■ Exercise ■
All of the records below need to be written out exactly, but without the pictures.

(Photo-based referring expression data)
——————
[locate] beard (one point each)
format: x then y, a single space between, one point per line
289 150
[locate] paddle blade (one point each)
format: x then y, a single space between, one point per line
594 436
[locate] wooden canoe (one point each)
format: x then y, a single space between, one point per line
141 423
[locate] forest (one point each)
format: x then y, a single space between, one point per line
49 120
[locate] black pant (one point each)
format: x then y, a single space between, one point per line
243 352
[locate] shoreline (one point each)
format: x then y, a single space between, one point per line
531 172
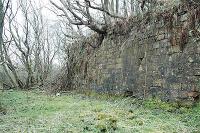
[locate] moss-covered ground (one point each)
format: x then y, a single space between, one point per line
35 112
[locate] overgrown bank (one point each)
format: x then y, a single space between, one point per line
76 113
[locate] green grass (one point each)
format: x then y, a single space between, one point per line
76 113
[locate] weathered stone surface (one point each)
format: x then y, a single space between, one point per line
149 62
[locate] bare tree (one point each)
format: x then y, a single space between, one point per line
79 13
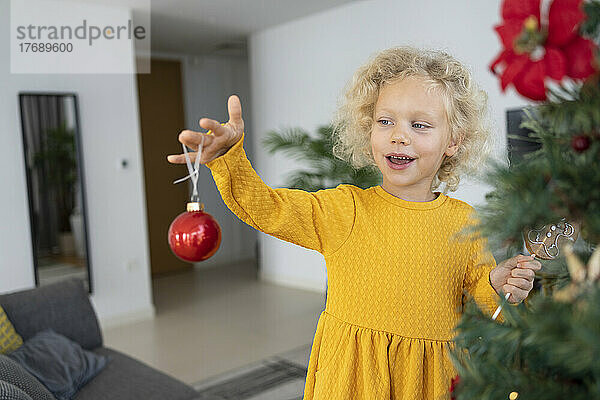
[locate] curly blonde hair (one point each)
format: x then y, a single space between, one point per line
465 106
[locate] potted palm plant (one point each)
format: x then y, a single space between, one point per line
324 170
58 159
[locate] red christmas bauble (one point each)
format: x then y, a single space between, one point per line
194 235
580 143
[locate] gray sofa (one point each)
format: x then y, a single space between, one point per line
66 308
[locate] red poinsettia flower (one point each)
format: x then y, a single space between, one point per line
534 51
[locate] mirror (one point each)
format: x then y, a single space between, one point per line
54 168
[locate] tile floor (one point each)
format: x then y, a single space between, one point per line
212 321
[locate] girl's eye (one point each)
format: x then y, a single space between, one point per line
422 125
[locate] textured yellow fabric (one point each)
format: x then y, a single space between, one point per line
10 340
396 275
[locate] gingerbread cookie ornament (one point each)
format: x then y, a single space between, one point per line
547 241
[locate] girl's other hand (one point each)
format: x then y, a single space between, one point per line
515 276
216 143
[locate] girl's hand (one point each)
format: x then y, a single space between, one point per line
515 276
217 143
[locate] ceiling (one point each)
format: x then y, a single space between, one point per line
215 26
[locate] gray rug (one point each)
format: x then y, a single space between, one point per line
——————
■ Your solution ■
[locate] beard (one point each)
format: x then y, a single space between, one point per line
289 150
[locate] paddle blade (one point each)
format: x then y, a single space between, one point per line
594 436
[locate] wooden canoe (one point each)
format: x then y, a single space between, one point per line
141 423
[locate] forest (one point each)
format: x then y, a single space between, one point per line
49 120
[locate] black pant (one point each)
format: x then y, a single space between, one point per line
243 352
[locate] shoreline (one point each)
format: x then y, a single space between, one point per line
531 172
[locate] moss-covered ground (one point each)
format: x then y, a single space between, one point per line
35 112
[locate] overgrown bank (one point each)
format: x then y, a single space between, one point per line
76 113
[locate] green grass (one point each)
format: x then y, a single space between, one point per line
76 113
[locate] weathered stone surface (one point each)
format: x then y, a single space between, one point per line
149 62
[locate] bare tree (one point each)
format: x then y, a single space between, one point per line
79 13
[locate] curly blonde hair (one point each)
format: x then y, a single space between, one point per line
465 106
[locate] potted palm plant (one point each)
format: x then y, a single space between, one point per line
324 170
58 159
[locate] red christmas bauble (one point each)
format: x then y, a single space between, one point per line
194 235
580 143
[locate] gray sofa (one point each)
format: x then y, a single space between, one point per line
66 308
[locate] red poinsettia flower (one point each)
format: x then y, a single space between, one point per line
534 51
[locate] mirror (one point each)
format: x then y, a single space between, one point per line
54 168
[locate] tile floor (one point each)
format: x then y, a single space between, one point per line
212 321
[locate] girl's eye (one point each)
format: x then y, a single space between, one point per line
422 125
[locate] textured yellow fabric (one point each)
format: x then y, a single space between, one point per line
10 340
396 275
[locate] gingerbread cookie ornament (one point each)
format: x then y, a single space between, one point per line
547 241
[locate] girl's other hand (one point each)
format: x then y, a single space between, one point per line
515 276
216 143
[locate] girl's hand (one point each)
format: x then y, a single space between, one point per line
515 276
217 143
[locate] ceiling (one point each)
format: x then y, a single space between, one point per line
215 26
[locate] gray rug (one point each)
format: x then y, a single space between, one point per line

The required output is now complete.